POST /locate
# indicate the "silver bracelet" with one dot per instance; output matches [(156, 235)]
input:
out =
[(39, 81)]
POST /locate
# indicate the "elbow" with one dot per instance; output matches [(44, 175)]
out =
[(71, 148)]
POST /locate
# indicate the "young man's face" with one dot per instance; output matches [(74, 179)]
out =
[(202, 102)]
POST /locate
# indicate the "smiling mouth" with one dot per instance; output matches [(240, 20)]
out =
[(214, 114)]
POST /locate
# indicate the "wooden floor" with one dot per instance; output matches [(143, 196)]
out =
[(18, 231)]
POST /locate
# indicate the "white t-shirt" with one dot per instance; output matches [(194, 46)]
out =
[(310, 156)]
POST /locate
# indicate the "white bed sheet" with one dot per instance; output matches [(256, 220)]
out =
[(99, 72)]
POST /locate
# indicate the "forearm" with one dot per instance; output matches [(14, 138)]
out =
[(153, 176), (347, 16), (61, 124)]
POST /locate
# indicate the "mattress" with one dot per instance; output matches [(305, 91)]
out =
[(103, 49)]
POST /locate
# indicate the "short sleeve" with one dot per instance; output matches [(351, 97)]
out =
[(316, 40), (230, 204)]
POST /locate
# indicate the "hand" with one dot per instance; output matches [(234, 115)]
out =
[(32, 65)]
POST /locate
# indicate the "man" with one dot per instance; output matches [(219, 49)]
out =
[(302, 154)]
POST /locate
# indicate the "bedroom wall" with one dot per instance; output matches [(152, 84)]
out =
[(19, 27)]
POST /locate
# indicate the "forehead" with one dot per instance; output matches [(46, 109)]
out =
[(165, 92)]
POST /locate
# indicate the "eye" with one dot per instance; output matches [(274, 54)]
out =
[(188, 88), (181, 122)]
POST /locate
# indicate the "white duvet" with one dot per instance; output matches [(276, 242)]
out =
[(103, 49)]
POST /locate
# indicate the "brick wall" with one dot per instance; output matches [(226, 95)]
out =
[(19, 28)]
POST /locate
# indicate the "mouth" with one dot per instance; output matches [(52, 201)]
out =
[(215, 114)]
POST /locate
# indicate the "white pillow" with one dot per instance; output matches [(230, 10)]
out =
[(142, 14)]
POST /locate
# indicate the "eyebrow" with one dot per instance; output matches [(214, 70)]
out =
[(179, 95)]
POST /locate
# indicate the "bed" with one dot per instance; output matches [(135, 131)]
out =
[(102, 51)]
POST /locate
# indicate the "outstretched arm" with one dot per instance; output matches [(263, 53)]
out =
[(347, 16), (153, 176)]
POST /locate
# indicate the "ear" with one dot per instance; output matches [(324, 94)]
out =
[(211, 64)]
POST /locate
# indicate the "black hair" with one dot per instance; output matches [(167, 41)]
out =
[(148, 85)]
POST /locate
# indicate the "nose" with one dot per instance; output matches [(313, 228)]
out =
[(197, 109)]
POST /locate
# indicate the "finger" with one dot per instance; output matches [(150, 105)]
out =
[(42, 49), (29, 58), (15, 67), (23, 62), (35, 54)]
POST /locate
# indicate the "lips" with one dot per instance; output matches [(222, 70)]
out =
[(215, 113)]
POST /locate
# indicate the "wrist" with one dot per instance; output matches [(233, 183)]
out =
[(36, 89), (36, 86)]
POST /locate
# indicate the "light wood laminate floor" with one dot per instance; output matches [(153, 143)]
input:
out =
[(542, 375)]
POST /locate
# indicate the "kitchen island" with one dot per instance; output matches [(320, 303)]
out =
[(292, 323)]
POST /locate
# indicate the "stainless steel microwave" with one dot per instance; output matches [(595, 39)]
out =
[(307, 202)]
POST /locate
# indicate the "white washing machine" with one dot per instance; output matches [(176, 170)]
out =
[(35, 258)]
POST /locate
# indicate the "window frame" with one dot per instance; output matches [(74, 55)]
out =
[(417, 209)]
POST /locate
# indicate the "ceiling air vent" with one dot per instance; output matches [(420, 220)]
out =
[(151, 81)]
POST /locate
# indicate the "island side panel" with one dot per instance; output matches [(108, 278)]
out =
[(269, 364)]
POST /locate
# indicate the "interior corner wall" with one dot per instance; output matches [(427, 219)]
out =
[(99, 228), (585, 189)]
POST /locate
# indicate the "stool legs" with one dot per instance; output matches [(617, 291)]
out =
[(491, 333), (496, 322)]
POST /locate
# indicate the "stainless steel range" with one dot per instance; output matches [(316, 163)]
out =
__________________________________________________
**What to do:**
Copy all the lines, exactly.

**Exercise answer:**
POST /locate
# indicate the "silver bracelet" with one dot per instance; output matches [(156, 235)]
input:
out =
[(39, 81)]
POST /locate
# indicate the "elbow" with one dot per instance; output matches [(44, 175)]
out =
[(71, 148)]
POST /locate
# indicate the "young man's face" with one dot per instance; output matches [(74, 179)]
out =
[(202, 102)]
POST /locate
# indicate the "smiling mouth" with one dot per instance; output matches [(240, 20)]
out =
[(214, 114)]
POST /locate
# indicate the "wooden floor" with one dot per instance; output matches [(143, 196)]
out =
[(18, 231)]
POST /locate
# indicate the "white t-shirt" with one dot per instance; output matches [(194, 46)]
out =
[(310, 156)]
POST /locate
# indicate the "white bed sheet" with one dot per instance; output matches [(256, 220)]
out =
[(99, 72)]
POST /locate
# indicate the "forearm" with one dot per instance; output matches [(14, 138)]
out =
[(153, 176), (347, 16), (61, 124)]
POST /locate
# indicate the "mattress" with one dot per instance; output matches [(305, 91)]
out =
[(103, 49)]
POST /locate
# indicate the "short sleeve" with one dot per instance; output matches [(351, 97)]
out =
[(316, 40), (230, 204)]
POST /locate
# indicate the "hand" with one dot per instance; output matches [(234, 115)]
out =
[(32, 65)]
POST /locate
# indicate the "man" with one dot per instance; output matches [(219, 49)]
out =
[(302, 154)]
POST /locate
# indicate the "bedroom wall" with one dot per instance; output matches [(152, 84)]
out =
[(19, 27)]
POST /locate
# indicate the "forehead" with one dot per instance; output matches [(46, 109)]
out =
[(165, 92)]
POST /locate
# indicate the "eye" with one dot per instance; output matches [(274, 54)]
out =
[(188, 88), (181, 122)]
POST /locate
# indicate the "white duvet" with one dot per instance; output matches [(276, 242)]
out =
[(103, 49)]
POST /locate
# indicate the "brick wall" with one dot per instance; output matches [(226, 95)]
out =
[(19, 28)]
POST /locate
# indicate the "mouth" with one dot per instance; output matches [(52, 201)]
out =
[(215, 114)]
POST /locate
# indicate the "white pillow" with one dot per instance; output matches [(230, 10)]
out =
[(142, 14)]
POST /locate
# indicate the "eyebrow" with one dot per instance; output matches [(214, 70)]
out =
[(179, 95)]
POST /locate
# indicate the "bed" with one dot per instance; output matches [(135, 131)]
out =
[(102, 51)]
POST /locate
# indicate the "outstretched arm" with one dot per instance; output matches [(263, 53)]
out =
[(347, 16), (153, 176)]
POST /locate
# indicate the "ear" with one dot per instance; output matches [(324, 94)]
out =
[(211, 64)]
POST /locate
# indicate the "black hair" with one dot per instance; output matches [(167, 41)]
out =
[(148, 85)]
POST /locate
# indicate the "nose" with one dot per instance; output matches [(313, 228)]
out =
[(197, 109)]
POST /locate
# indicate the "finger" with one dot per instance; output matches [(150, 105)]
out =
[(42, 49), (29, 58), (15, 67), (23, 62), (35, 54)]
POST /locate
# indicate the "lips" with one dot per instance; output matches [(222, 70)]
out =
[(215, 113)]
POST /locate
# indicate the "wrist" with one dot per instance; output matches [(233, 183)]
out =
[(36, 89), (36, 86)]
POST /locate
# indicate the "light wood laminate floor" with one dot per instance; output matches [(153, 143)]
input:
out =
[(542, 375)]
POST /locate
# indicate the "kitchen island" with one dot per instance; output matches [(320, 303)]
out =
[(292, 323)]
POST /locate
# indicate the "stainless steel microwave" with one dot per instance; output matches [(595, 39)]
out =
[(307, 202)]
POST /locate
# indicate the "white washing machine" with one dot per instance; output matches [(176, 170)]
out =
[(35, 258)]
POST /locate
# indicate the "window frame" with one dot per instance; output matches [(74, 55)]
out =
[(417, 209)]
POST /locate
# indicate the "ceiling air vent" with one dot per instance; output matches [(420, 220)]
out =
[(151, 81)]
POST /locate
# indicate the "island side panel" with one dot per instance; output matches [(108, 278)]
out =
[(269, 364)]
POST /locate
# indicate the "interior corner wall" with one dot per instance; output matches [(427, 219)]
out =
[(99, 228), (585, 189)]
POST /locate
# indicate the "stool legs" with one dot per instance; output matches [(617, 291)]
out =
[(491, 333), (496, 322)]
POST /locate
# indicate the "stainless steel range" with one dot per instance; output matches [(316, 163)]
out =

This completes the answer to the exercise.